TASK DIRECTIONS:
Please write out the complete listing that follows, exactly as it reads.

··· RAW RECORDS

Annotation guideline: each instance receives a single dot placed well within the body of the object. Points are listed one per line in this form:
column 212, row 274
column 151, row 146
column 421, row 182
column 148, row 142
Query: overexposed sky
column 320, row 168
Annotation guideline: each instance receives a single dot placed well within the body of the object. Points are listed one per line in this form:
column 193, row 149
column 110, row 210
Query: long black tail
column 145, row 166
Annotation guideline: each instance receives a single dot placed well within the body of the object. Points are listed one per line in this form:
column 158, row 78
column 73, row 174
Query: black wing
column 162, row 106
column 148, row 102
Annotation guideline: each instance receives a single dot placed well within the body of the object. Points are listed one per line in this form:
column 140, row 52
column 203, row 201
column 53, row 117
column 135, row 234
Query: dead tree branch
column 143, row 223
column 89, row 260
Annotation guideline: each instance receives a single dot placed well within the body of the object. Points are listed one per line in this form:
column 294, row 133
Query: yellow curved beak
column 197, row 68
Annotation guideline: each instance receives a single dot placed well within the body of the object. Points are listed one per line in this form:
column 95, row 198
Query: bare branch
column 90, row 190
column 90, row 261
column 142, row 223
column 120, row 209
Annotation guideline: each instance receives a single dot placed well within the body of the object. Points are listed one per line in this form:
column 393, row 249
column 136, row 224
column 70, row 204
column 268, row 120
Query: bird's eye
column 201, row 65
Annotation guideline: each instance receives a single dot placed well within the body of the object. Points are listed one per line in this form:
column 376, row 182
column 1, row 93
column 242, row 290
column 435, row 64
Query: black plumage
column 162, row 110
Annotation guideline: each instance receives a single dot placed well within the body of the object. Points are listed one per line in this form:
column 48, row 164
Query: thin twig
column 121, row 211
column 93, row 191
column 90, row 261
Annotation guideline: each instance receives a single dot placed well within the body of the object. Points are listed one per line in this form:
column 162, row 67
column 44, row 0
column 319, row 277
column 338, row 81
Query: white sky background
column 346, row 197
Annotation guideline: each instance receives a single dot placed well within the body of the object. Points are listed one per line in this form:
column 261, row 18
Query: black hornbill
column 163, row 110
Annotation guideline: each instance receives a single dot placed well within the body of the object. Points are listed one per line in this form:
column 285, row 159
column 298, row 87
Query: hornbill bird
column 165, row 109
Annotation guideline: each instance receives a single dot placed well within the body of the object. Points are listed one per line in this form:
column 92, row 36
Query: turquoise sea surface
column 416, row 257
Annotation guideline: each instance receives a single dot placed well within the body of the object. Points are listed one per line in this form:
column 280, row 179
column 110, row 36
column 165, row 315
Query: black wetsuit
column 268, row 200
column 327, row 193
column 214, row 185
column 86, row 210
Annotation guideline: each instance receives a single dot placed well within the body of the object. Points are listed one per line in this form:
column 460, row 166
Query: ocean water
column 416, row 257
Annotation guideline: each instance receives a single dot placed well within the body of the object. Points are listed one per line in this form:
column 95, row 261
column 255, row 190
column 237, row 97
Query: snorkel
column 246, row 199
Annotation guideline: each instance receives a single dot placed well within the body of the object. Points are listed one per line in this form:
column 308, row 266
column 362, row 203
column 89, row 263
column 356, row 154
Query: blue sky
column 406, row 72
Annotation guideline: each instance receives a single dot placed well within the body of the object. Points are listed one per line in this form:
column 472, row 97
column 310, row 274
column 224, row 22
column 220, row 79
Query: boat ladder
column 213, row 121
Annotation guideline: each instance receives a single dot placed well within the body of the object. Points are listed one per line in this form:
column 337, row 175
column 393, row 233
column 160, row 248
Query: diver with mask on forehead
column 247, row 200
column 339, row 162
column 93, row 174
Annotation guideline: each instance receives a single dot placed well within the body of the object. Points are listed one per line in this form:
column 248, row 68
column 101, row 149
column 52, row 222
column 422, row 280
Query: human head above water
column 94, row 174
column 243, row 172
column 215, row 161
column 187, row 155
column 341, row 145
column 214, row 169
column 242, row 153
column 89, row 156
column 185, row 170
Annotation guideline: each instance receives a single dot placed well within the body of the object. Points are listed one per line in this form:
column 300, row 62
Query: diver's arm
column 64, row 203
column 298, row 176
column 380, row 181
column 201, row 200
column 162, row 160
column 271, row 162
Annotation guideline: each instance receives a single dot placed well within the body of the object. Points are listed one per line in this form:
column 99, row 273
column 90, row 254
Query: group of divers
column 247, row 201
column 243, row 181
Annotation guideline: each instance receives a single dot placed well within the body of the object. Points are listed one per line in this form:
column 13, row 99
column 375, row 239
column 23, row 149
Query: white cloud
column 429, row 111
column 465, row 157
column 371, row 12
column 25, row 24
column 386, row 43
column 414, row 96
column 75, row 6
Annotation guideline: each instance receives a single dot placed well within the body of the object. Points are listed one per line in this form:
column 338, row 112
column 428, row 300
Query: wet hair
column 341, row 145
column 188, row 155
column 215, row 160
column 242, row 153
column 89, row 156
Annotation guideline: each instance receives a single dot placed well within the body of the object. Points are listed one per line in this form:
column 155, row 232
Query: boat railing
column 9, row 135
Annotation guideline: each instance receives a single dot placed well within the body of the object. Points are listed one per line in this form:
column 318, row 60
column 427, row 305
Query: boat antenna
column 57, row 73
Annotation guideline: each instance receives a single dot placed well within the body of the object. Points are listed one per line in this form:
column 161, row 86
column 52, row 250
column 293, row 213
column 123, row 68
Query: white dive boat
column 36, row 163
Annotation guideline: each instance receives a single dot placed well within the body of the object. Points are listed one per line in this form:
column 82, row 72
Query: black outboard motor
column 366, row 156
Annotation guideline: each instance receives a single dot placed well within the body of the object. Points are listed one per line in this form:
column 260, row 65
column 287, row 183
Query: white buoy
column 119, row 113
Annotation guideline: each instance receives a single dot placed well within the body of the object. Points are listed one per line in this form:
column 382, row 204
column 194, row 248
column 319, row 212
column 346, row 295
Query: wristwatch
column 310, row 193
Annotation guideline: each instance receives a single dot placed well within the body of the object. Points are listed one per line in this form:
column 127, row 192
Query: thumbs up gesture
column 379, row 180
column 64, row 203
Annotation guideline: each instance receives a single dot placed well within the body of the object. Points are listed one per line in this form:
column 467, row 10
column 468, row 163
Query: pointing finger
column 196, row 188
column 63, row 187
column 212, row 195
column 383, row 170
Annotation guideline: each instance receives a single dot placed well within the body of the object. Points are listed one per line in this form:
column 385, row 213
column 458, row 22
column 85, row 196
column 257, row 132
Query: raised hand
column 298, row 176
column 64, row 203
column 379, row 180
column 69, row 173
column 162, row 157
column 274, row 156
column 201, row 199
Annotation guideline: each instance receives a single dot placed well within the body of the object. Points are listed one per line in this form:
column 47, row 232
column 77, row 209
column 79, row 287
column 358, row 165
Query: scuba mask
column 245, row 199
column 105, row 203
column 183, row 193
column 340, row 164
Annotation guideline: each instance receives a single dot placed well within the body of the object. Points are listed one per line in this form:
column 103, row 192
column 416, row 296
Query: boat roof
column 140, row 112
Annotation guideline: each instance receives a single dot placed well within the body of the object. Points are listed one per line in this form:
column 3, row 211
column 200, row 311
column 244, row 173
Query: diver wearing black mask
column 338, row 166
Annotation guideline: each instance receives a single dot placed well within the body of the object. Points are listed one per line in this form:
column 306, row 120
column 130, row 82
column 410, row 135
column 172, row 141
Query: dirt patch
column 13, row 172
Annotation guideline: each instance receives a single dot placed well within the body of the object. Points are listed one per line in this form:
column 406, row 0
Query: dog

······

WRITTEN RESPONSE:
Annotation guideline: each instance receives a single dot placed well within the body of the object. Points are listed one per line in this form:
column 212, row 274
column 151, row 146
column 421, row 182
column 148, row 142
Query: overexposed sky
column 320, row 168
Annotation guideline: each instance receives a single dot placed well within the body of the object. Points are listed one per line in this form:
column 193, row 149
column 110, row 210
Query: long black tail
column 145, row 166
Annotation guideline: each instance receives a single dot placed well within the body of the object. Points are listed one per line in this form:
column 158, row 78
column 73, row 174
Query: black wing
column 162, row 106
column 148, row 102
Annotation guideline: each instance receives a single dot placed well within the body of the object. Points are listed one per line in this form:
column 140, row 52
column 203, row 201
column 53, row 117
column 135, row 234
Query: dead tree branch
column 143, row 223
column 89, row 260
Annotation guideline: each instance receives a single dot placed well within the body of the object. Points are listed one per line in this form:
column 294, row 133
Query: yellow curved beak
column 197, row 68
Annotation guideline: each instance receives a single dot placed well within the body of the object. Points are listed one per line in this form:
column 95, row 198
Query: bare branch
column 90, row 190
column 90, row 261
column 142, row 223
column 120, row 209
Annotation guideline: each instance receives a single dot placed well within the body of the object. Points are listed one per line in this form:
column 393, row 249
column 136, row 224
column 70, row 204
column 268, row 120
Query: bird's eye
column 201, row 65
Annotation guideline: each instance receives a single dot placed well within the body of the object. Points are listed one per line in this form:
column 376, row 182
column 1, row 93
column 242, row 290
column 435, row 64
Query: black plumage
column 162, row 110
Annotation guideline: each instance receives a single dot placed well within the body of the object. Points are listed one per line in this form:
column 48, row 164
Query: thin twig
column 121, row 211
column 93, row 191
column 90, row 261
Annotation guideline: each instance receives a single dot placed well within the body of the object. Points are listed one per line in this form:
column 162, row 67
column 44, row 0
column 319, row 277
column 338, row 81
Query: white sky background
column 346, row 197
Annotation guideline: each instance receives a single dot placed well within the body of the object. Points are listed one per line in this form:
column 261, row 18
Query: black hornbill
column 163, row 110
Annotation guideline: each instance receives a single dot placed well within the body of the object. Points are listed one per line in this form:
column 285, row 159
column 298, row 87
Query: hornbill bird
column 165, row 109
Annotation guideline: each instance receives a single dot placed well within the body of the object. Points are listed one per line in this form:
column 92, row 36
Query: turquoise sea surface
column 416, row 257
Annotation guideline: each instance receives a single dot placed well within the body of the object. Points are listed one per line in this form:
column 280, row 179
column 110, row 36
column 165, row 315
Query: black wetsuit
column 268, row 200
column 327, row 193
column 214, row 185
column 86, row 210
Annotation guideline: each instance receives a single dot placed well within the body of the object. Points are listed one per line in this form:
column 460, row 166
Query: ocean water
column 416, row 257
Annotation guideline: each instance receives a single dot placed well within the body of the object. Points are listed one per line in this form:
column 95, row 261
column 255, row 190
column 237, row 97
Query: snorkel
column 246, row 199
Annotation guideline: each instance receives a single dot placed well within the body of the object. Points are listed one per line in this form:
column 308, row 266
column 362, row 203
column 89, row 263
column 356, row 154
Query: blue sky
column 406, row 72
Annotation guideline: each instance receives a single dot placed well within the body of the object. Points are listed one per line in this form:
column 472, row 97
column 310, row 274
column 224, row 22
column 220, row 79
Query: boat ladder
column 213, row 121
Annotation guideline: each instance receives a single dot placed well within the body of the object. Points are listed one per line in this form:
column 337, row 175
column 393, row 233
column 160, row 248
Query: diver with mask on forehead
column 247, row 200
column 339, row 162
column 93, row 174
Annotation guideline: each instance receives a single dot placed well within the body of the object. Points are listed one per line in this form:
column 248, row 68
column 101, row 149
column 52, row 222
column 422, row 280
Query: human head above water
column 94, row 174
column 243, row 172
column 215, row 161
column 187, row 155
column 341, row 145
column 214, row 169
column 242, row 153
column 89, row 156
column 185, row 170
Annotation guideline: each instance receives a single dot placed well within the body of the object. Points are listed one per line in this form:
column 300, row 62
Query: diver's arm
column 64, row 203
column 298, row 176
column 380, row 181
column 201, row 200
column 162, row 160
column 271, row 162
Annotation guideline: each instance receives a single dot placed well within the body of the object. Points are listed one per line in this form:
column 99, row 273
column 90, row 254
Query: group of divers
column 247, row 201
column 243, row 181
Annotation guideline: each instance receives a single dot placed well within the body of the object. Points are listed one per line in this form:
column 13, row 99
column 375, row 239
column 23, row 149
Query: white cloud
column 429, row 111
column 465, row 157
column 371, row 12
column 25, row 24
column 386, row 43
column 414, row 96
column 75, row 6
Annotation guideline: each instance receives a single dot placed well within the body of the object. Points are listed one per line in this form:
column 338, row 112
column 428, row 300
Query: wet hair
column 341, row 145
column 188, row 155
column 215, row 160
column 242, row 153
column 89, row 156
Annotation guideline: each instance receives a single dot placed well within the body of the object. Points are listed one per line in this form:
column 155, row 232
Query: boat railing
column 9, row 135
Annotation guideline: each instance receives a single dot placed well within the body of the object. Points are listed one per line in this form:
column 318, row 60
column 427, row 305
Query: boat antenna
column 57, row 73
Annotation guideline: each instance receives a single dot placed well within the body of the object. Points are listed one per line in this form:
column 161, row 86
column 52, row 250
column 293, row 213
column 123, row 68
Query: white dive boat
column 36, row 163
Annotation guideline: each instance receives a single dot placed well within the body of the object. Points are listed one per line in this form:
column 82, row 72
Query: black outboard motor
column 366, row 156
Annotation guideline: each instance receives a single dot placed well within the body of the object. Points are listed one per line in this form:
column 260, row 65
column 287, row 183
Query: white buoy
column 119, row 113
Annotation guideline: each instance receives a single dot placed well within the body of the object. Points are listed one per line in this form:
column 382, row 204
column 194, row 248
column 319, row 212
column 346, row 295
Query: wristwatch
column 310, row 193
Annotation guideline: each instance receives a single dot placed well within the body of the object. Points are listed one per line in this form:
column 127, row 192
Query: thumbs up gesture
column 379, row 180
column 64, row 203
Annotation guideline: each instance receives a single dot placed well within the body of the object. Points are listed one per line in this form:
column 467, row 10
column 468, row 163
Query: pointing finger
column 196, row 188
column 63, row 187
column 212, row 195
column 383, row 170
Annotation guideline: each instance receives a single dot placed well within the body of the object. Points are listed one per line in this form:
column 385, row 213
column 458, row 22
column 85, row 196
column 257, row 132
Query: raised hand
column 298, row 176
column 64, row 203
column 379, row 180
column 69, row 173
column 162, row 157
column 274, row 156
column 201, row 199
Annotation guideline: each instance receives a single dot placed well within the body of the object. Points are listed one per line in this form:
column 47, row 232
column 77, row 209
column 79, row 287
column 358, row 165
Query: scuba mask
column 245, row 199
column 105, row 203
column 183, row 193
column 340, row 164
Annotation guideline: each instance receives a single dot placed well within the body of the object. Points are listed one per line in this form:
column 103, row 192
column 416, row 296
Query: boat roof
column 140, row 112
Annotation guideline: each instance receives a single dot placed well within the body of the object. Points are listed one per line in this form:
column 3, row 211
column 200, row 311
column 244, row 173
Query: diver wearing black mask
column 338, row 166
Annotation guideline: each instance receives a single dot placed well within the body of the object. Points are listed one per line in this form:
column 306, row 120
column 130, row 82
column 410, row 135
column 172, row 141
Query: dirt patch
column 13, row 172
Annotation guideline: each instance receives a single dot placed well within the body of the object. Points are listed one per line in this form:
column 406, row 0
Query: dog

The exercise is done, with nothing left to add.